Excerpts of pointing data:
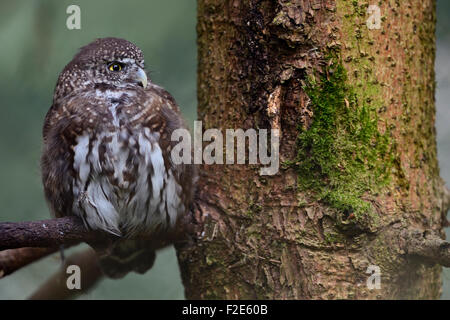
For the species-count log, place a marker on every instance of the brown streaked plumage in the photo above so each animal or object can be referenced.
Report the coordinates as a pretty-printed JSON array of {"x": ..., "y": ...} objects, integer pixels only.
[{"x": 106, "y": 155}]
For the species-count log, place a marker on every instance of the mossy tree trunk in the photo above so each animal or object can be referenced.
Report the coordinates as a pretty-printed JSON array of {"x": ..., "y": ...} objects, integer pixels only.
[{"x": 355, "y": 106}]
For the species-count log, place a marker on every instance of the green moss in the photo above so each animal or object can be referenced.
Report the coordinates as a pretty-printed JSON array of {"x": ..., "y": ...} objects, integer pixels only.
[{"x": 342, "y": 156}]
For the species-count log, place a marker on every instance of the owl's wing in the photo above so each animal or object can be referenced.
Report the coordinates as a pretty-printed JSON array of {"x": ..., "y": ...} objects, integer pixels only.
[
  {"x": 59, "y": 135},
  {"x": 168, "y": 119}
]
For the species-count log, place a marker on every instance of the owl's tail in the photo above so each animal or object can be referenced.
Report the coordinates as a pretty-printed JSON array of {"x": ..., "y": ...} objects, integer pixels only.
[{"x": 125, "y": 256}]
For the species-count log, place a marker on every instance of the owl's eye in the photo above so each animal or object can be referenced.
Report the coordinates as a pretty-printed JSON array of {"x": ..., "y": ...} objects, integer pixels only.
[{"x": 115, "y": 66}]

(Requirements):
Can you repeat the lines above in full, starting at the line that contains "the owl's eye" and stopping after the last line? Offset every coordinate in the answers by 67.

(Solution):
For the species-count log, place a marker on every instance of the owl's eye in the photo above so each animal or object can be referenced.
Report the coordinates as a pretty-printed JSON array of {"x": ..., "y": ...} objects, integer pixels only.
[{"x": 182, "y": 133}]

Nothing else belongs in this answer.